Problem description –
Quote the passage of the PCE inflation update starting at "For the 12 months" and ending at "PCE inflation rate.".

Trimmed Mean PCE Inflation Rate
Behind the Numbers: PCE Inflation Update, November 2016
This update, prepared by Dallas Fed Senior Economist Jim Dolmas, provides an in-depth analysis of the latest personal consumption expenditures (PCE) inflation data. Updates will be posted monthly, following the release of the official PCE data by the Bureau of Economic Analysis. NOTE: Terms in bold are defined in the Inflation Update Glossary.
The headline, or all-items, PCE price index was effectively unchanged in November, increasing less than 0.1 percent on a monthly basis, or just 0.5 percent at an annualized rate. Food prices fell for a seventh straight month, partly offsetting an increase in the prices of energy goods and services. The price index for PCE excluding food and energy—the conventional core PCE price index—was also effectively unchanged in November, rising less than 0.1 percent on a monthly basis and just 0.1 percent at an annualized rate. Prices for core goods fell by an annualized 4.8 percent, while prices for core services rose an annualized 1.8 percent.
The Dallas Fed’s trimmed mean PCE inflation rate was an annualized 1.1 percent in November, down from an annualized 2.2 percent in October.
The 12-month trimmed mean inflation rate held steady at 1.8 percent. The 12-month headline rate was also unchanged from October, at 1.4 percent, while the 12-month core rate declined to 1.6 percent from 1.8 percent.
Historically, gaps between the 12-month headline and trimmed mean rates tend to be closed by the headline rate converging toward the trimmed mean rate. The gap, which had been a full percentage point at the end of 2015, has now narrowed to 0.4 percentage points. We continue to expect a further pickup in the headline inflation rate over the next 12 months.
Gasoline Provides Boost to Energy Price Index
A 2.6 percent increase in the price index for gasoline and other motor fuel outweighed declines in other major energy components to produce a 1.3 percent increase in the prices of energy goods and services taken as a whole. Gasoline alone contributed about 0.6 annualized percentage points to November’s headline inflation rate.
Among other energy components, fuel oil and natural gas recorded price declines of 1.2 percent and 0.4 percent, respectively. The price index for electricity services was unchanged from a month earlier.
For the 12 months through November, the price index for energy goods and services was up 0.8 percent—its first 12-month increase since crude oil prices plummeted in the second half of 2014.
The energy price index is likely to show a further increase when PCE data for December are released. Weekly retail price data from the Department of Energy (DOE) put gasoline prices in December on track for a 2.3 percent increase. Those DOE data are not seasonally adjusted. Taking account of the typical seasonal pattern in gasoline prices—a normal December sees a price decline of about 1.2 percent—the DOE data show gasoline prices on track for a seasonally adjusted increase of about 3.5 percent in December. If that gain, slightly larger than November’s, is realized, gasoline would end up contributing about 0.8 annualized percentage points to December’s headline PCE inflation rate.

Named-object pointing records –
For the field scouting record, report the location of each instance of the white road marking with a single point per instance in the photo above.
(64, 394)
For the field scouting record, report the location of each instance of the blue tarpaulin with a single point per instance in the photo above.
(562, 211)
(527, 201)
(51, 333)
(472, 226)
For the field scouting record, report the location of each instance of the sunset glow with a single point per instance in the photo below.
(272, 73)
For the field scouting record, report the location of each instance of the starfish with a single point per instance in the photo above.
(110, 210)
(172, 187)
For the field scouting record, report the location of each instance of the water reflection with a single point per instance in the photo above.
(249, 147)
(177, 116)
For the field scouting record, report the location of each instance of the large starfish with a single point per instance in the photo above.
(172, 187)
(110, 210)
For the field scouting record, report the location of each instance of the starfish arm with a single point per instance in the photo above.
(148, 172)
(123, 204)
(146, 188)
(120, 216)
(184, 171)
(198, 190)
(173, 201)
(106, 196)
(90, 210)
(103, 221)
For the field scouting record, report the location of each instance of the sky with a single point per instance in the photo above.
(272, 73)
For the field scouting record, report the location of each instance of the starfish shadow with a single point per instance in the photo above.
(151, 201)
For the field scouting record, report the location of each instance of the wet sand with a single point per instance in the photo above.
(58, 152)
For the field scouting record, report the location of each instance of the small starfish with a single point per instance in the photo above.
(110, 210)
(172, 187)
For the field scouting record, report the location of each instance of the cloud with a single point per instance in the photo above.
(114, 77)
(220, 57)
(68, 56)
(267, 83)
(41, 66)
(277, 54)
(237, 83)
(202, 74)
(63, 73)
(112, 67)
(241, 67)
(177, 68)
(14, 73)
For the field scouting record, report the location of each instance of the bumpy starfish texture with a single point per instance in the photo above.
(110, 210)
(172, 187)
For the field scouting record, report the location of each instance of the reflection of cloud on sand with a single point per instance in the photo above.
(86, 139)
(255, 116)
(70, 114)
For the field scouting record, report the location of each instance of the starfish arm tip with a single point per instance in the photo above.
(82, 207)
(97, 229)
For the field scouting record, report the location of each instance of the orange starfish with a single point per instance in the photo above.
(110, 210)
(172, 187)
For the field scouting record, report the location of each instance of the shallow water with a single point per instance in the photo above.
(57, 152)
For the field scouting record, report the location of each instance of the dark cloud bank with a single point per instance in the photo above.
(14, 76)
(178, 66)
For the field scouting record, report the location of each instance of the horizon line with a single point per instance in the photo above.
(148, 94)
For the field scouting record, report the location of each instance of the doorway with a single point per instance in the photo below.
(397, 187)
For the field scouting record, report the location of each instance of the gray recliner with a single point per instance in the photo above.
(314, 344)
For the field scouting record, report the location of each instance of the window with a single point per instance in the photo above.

Answer in full –
For the 12 months through November, the price index for energy goods and services was up 0.8 percent—its first 12-month increase since crude oil prices plummeted in the second half of 2014.
The energy price index is likely to show a further increase when PCE data for December are released. Weekly retail price data from the Department of Energy (DOE) put gasoline prices in December on track for a 2.3 percent increase. Those DOE data are not seasonally adjusted. Taking account of the typical seasonal pattern in gasoline prices—a normal December sees a price decline of about 1.2 percent—the DOE data show gasoline prices on track for a seasonally adjusted increase of about 3.5 percent in December. If that gain, slightly larger than November’s, is realized, gasoline would end up contributing about 0.8 annualized percentage points to December’s headline PCE inflation rate.